[START]

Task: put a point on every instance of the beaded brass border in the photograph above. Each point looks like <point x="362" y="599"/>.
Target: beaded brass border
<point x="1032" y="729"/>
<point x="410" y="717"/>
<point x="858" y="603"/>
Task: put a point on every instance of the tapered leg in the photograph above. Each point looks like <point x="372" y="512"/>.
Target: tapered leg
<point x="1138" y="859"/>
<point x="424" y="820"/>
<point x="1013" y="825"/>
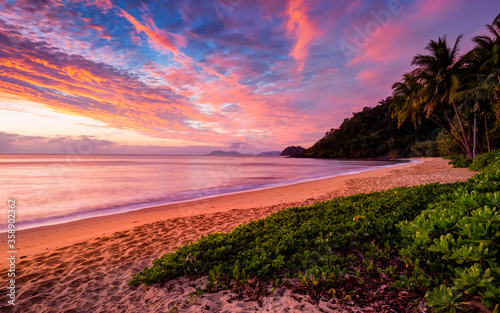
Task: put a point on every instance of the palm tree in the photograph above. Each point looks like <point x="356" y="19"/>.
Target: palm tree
<point x="429" y="91"/>
<point x="438" y="73"/>
<point x="482" y="82"/>
<point x="405" y="102"/>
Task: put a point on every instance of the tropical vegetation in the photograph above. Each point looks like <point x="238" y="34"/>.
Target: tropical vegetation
<point x="445" y="98"/>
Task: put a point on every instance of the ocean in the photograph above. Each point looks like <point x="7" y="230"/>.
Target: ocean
<point x="52" y="189"/>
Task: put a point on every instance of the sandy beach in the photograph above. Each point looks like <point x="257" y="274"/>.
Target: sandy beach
<point x="84" y="266"/>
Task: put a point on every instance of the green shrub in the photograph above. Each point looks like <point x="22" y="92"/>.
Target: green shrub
<point x="484" y="161"/>
<point x="456" y="241"/>
<point x="459" y="160"/>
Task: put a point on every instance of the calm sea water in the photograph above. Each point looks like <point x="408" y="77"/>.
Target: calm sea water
<point x="58" y="188"/>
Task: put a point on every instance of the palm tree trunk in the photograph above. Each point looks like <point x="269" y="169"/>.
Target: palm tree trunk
<point x="459" y="140"/>
<point x="449" y="133"/>
<point x="466" y="142"/>
<point x="486" y="130"/>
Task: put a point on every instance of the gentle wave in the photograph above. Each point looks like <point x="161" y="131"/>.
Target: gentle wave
<point x="104" y="185"/>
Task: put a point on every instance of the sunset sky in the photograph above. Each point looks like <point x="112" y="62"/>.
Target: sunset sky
<point x="189" y="77"/>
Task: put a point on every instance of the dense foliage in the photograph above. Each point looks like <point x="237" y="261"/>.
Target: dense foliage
<point x="454" y="245"/>
<point x="372" y="133"/>
<point x="432" y="109"/>
<point x="453" y="90"/>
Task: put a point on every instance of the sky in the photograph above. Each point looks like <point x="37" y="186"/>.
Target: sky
<point x="189" y="77"/>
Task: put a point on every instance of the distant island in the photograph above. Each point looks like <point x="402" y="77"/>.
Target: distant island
<point x="220" y="152"/>
<point x="236" y="153"/>
<point x="269" y="153"/>
<point x="293" y="151"/>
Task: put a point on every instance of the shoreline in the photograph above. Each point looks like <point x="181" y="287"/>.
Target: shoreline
<point x="42" y="239"/>
<point x="85" y="266"/>
<point x="80" y="216"/>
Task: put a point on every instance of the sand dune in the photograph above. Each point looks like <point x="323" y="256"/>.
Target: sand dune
<point x="85" y="266"/>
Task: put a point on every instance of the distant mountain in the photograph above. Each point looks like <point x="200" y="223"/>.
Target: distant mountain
<point x="219" y="152"/>
<point x="269" y="153"/>
<point x="293" y="151"/>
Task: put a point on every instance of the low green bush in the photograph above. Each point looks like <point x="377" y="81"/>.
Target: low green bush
<point x="310" y="243"/>
<point x="459" y="161"/>
<point x="485" y="161"/>
<point x="455" y="244"/>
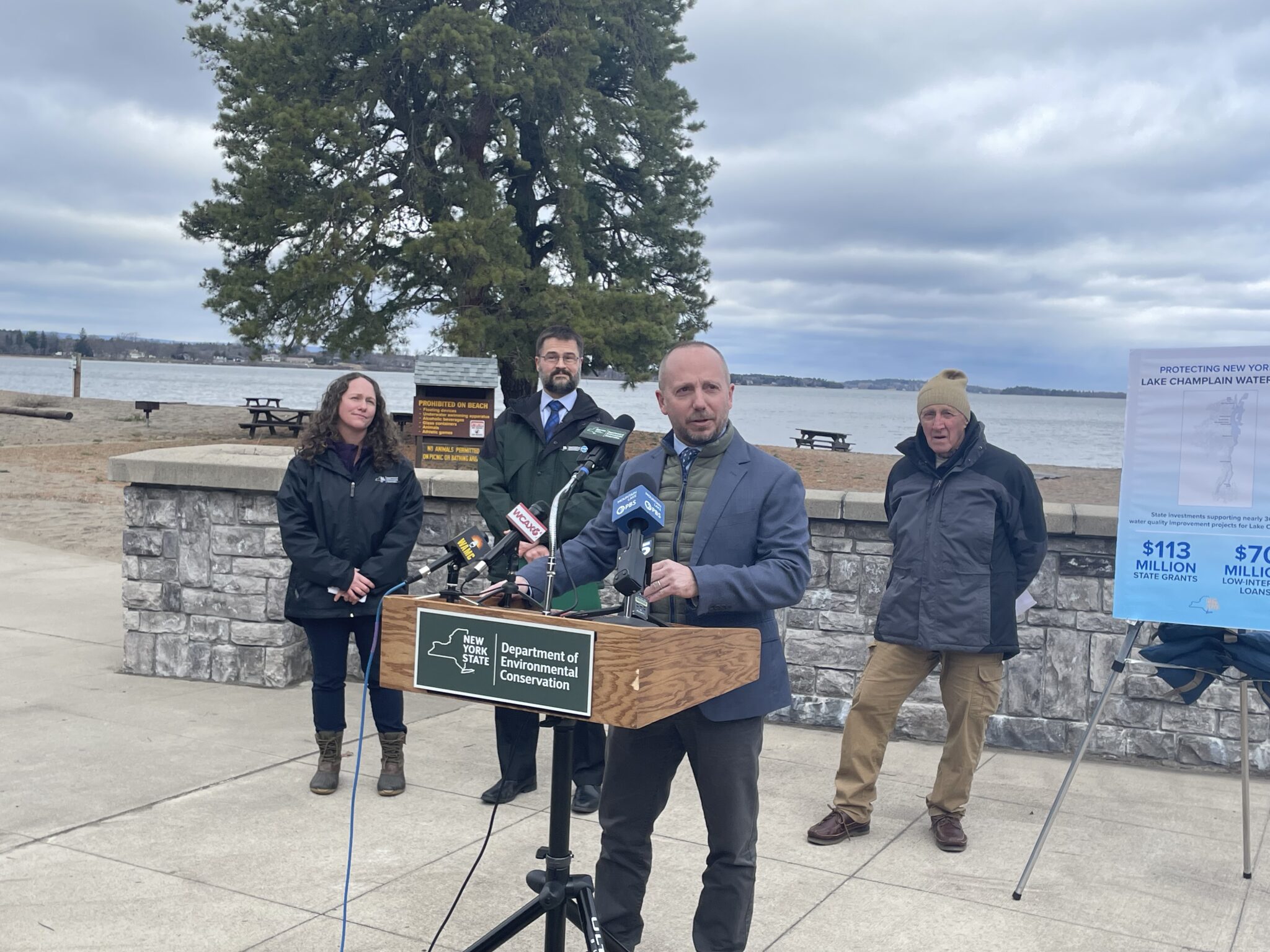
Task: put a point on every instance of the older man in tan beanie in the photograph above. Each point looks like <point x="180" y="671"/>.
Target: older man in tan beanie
<point x="969" y="536"/>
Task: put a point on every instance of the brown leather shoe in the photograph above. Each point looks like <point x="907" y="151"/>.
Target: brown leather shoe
<point x="948" y="832"/>
<point x="836" y="828"/>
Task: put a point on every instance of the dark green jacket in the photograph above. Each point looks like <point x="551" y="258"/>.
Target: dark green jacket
<point x="517" y="465"/>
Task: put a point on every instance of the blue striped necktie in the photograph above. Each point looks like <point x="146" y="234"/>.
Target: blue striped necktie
<point x="556" y="407"/>
<point x="686" y="459"/>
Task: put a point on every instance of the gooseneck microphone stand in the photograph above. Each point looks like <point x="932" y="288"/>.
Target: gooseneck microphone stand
<point x="561" y="895"/>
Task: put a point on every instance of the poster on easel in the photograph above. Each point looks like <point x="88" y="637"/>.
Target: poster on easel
<point x="1193" y="544"/>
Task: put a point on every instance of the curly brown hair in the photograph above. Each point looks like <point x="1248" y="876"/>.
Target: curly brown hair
<point x="322" y="430"/>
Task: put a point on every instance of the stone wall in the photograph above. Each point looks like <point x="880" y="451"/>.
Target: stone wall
<point x="205" y="578"/>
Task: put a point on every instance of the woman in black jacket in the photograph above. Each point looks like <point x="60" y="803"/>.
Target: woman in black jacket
<point x="350" y="509"/>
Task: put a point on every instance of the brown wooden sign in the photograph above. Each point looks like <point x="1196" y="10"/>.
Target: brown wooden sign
<point x="433" y="455"/>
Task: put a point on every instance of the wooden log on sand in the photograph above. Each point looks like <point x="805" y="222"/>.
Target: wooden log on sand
<point x="37" y="412"/>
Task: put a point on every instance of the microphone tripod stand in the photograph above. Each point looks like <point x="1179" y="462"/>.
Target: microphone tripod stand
<point x="562" y="895"/>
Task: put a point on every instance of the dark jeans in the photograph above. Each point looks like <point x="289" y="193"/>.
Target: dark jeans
<point x="642" y="763"/>
<point x="328" y="641"/>
<point x="517" y="734"/>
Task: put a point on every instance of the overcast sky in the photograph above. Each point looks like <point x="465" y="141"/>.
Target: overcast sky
<point x="1020" y="190"/>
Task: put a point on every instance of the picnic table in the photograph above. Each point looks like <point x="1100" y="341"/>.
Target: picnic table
<point x="824" y="439"/>
<point x="276" y="418"/>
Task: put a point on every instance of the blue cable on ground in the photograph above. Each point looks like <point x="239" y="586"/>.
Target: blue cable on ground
<point x="357" y="765"/>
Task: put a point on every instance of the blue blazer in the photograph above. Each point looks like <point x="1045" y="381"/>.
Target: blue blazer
<point x="750" y="557"/>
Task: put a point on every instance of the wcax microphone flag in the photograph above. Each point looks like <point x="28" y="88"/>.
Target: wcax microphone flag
<point x="527" y="522"/>
<point x="639" y="513"/>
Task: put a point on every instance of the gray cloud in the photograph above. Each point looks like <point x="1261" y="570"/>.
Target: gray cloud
<point x="1026" y="191"/>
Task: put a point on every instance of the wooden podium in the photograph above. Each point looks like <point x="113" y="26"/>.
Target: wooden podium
<point x="637" y="676"/>
<point x="641" y="674"/>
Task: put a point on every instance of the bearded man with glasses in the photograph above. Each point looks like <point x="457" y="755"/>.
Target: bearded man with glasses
<point x="528" y="455"/>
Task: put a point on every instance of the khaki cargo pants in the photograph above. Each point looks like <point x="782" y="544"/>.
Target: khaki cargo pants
<point x="970" y="690"/>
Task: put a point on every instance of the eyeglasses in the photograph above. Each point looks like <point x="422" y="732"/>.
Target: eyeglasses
<point x="559" y="358"/>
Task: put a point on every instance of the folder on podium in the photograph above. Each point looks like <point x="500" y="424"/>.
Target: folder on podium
<point x="585" y="669"/>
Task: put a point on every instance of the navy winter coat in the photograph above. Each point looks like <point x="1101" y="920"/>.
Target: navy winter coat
<point x="334" y="521"/>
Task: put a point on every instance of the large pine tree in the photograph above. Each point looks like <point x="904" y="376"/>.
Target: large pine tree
<point x="500" y="164"/>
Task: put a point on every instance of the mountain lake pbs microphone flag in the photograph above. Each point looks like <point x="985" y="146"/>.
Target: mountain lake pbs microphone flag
<point x="1193" y="542"/>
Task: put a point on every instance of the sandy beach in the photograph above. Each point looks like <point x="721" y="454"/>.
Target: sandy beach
<point x="54" y="487"/>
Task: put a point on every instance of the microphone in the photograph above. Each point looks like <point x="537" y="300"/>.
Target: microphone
<point x="637" y="512"/>
<point x="464" y="549"/>
<point x="527" y="522"/>
<point x="602" y="443"/>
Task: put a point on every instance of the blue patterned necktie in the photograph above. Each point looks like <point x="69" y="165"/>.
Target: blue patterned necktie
<point x="556" y="407"/>
<point x="686" y="459"/>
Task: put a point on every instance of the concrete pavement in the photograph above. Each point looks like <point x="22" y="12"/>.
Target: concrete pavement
<point x="148" y="814"/>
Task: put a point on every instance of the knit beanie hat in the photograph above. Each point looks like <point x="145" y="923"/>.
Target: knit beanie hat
<point x="945" y="387"/>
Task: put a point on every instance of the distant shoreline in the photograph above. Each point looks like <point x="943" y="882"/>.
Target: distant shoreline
<point x="746" y="380"/>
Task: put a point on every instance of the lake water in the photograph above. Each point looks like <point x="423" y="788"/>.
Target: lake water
<point x="1055" y="431"/>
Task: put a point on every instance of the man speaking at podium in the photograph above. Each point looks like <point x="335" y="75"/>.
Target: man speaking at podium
<point x="528" y="455"/>
<point x="733" y="550"/>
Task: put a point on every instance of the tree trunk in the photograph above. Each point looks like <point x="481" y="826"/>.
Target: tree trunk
<point x="32" y="412"/>
<point x="515" y="386"/>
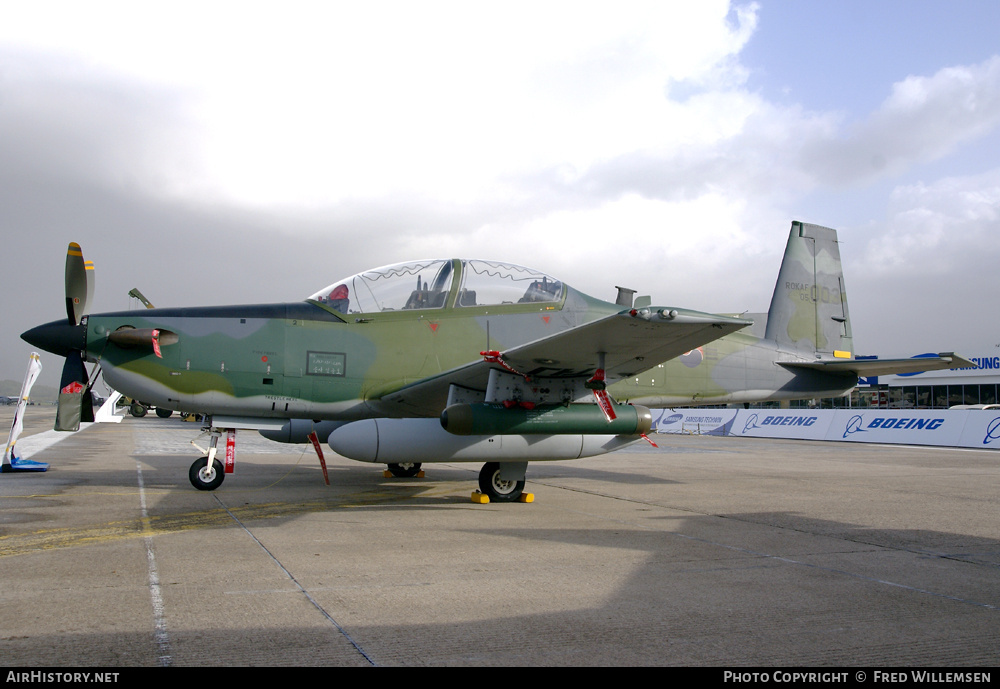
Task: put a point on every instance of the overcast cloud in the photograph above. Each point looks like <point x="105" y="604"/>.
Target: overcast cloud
<point x="252" y="152"/>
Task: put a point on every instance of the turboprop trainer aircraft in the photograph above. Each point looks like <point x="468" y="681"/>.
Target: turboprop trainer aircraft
<point x="455" y="360"/>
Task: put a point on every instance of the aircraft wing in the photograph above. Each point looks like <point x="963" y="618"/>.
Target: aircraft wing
<point x="630" y="344"/>
<point x="865" y="368"/>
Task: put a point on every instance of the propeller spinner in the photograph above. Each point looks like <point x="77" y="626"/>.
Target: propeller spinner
<point x="69" y="339"/>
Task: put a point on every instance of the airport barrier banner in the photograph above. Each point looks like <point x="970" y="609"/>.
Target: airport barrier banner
<point x="694" y="421"/>
<point x="974" y="428"/>
<point x="803" y="424"/>
<point x="905" y="427"/>
<point x="982" y="429"/>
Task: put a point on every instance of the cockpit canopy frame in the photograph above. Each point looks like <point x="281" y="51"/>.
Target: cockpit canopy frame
<point x="439" y="284"/>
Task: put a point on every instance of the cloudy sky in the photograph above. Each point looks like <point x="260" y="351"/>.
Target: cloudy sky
<point x="243" y="152"/>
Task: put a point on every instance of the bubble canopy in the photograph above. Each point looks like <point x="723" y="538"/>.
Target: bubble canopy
<point x="437" y="284"/>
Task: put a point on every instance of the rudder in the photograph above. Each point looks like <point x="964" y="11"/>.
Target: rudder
<point x="809" y="306"/>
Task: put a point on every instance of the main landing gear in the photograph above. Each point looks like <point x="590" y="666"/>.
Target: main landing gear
<point x="498" y="482"/>
<point x="502" y="482"/>
<point x="208" y="473"/>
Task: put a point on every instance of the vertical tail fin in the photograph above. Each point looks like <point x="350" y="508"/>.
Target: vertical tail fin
<point x="809" y="307"/>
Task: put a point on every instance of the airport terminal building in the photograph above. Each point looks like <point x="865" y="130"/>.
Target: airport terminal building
<point x="928" y="390"/>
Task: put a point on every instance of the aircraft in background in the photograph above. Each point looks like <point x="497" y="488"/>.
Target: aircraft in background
<point x="459" y="360"/>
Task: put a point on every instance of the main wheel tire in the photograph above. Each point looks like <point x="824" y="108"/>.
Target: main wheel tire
<point x="496" y="488"/>
<point x="404" y="470"/>
<point x="204" y="478"/>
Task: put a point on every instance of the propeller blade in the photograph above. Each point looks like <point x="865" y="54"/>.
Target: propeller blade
<point x="79" y="283"/>
<point x="75" y="402"/>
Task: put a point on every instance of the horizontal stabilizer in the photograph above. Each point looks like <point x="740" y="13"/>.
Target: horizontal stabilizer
<point x="865" y="368"/>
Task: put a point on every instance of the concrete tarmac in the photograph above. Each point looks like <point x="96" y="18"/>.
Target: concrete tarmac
<point x="705" y="551"/>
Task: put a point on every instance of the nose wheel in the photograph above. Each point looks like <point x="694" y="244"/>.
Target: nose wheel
<point x="204" y="477"/>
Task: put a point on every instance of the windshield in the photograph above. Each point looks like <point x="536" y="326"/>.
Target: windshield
<point x="413" y="285"/>
<point x="426" y="285"/>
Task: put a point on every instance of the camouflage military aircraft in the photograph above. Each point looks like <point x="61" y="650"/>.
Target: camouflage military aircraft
<point x="454" y="360"/>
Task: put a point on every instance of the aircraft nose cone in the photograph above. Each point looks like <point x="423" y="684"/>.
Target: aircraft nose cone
<point x="57" y="337"/>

[END]

What you have to do: Include both ends. Return the line holding "Task: put a point on every instance of the propeller blade" and all lines after it in the records above, exactly as written.

Complete response:
Task: put a point on every instance of the propeller blade in the photograph above. Each point looks like <point x="865" y="54"/>.
Target: propeller blade
<point x="79" y="283"/>
<point x="75" y="402"/>
Task: put a point on every instance of the horizontal stabilizer in the photograph above. Each point looks like <point x="740" y="13"/>.
Target: horizontal stabilizer
<point x="865" y="368"/>
Task: put a point on every instance of the concrete tarmac in the photograph above. Each point looks like <point x="96" y="18"/>.
Target: concrete tarmac
<point x="705" y="551"/>
Task: put a point on every instance of the nose wheel in the photograph above. Each point looks like <point x="694" y="244"/>.
Target: nose wheel
<point x="204" y="477"/>
Task: put a point on every instance of the windshield in the photograph above. Each point looks like <point x="536" y="326"/>.
Target: windshield
<point x="413" y="285"/>
<point x="426" y="285"/>
Task: put a point on every instance of the camouflage military aircraft in the photograph above. Each point looks like <point x="61" y="650"/>.
Target: camouflage military aircraft
<point x="454" y="360"/>
Task: put a point on every instance of the aircraft nose cone in the photograph above. Each point looks like <point x="423" y="684"/>.
Target: aircraft nose cone
<point x="57" y="337"/>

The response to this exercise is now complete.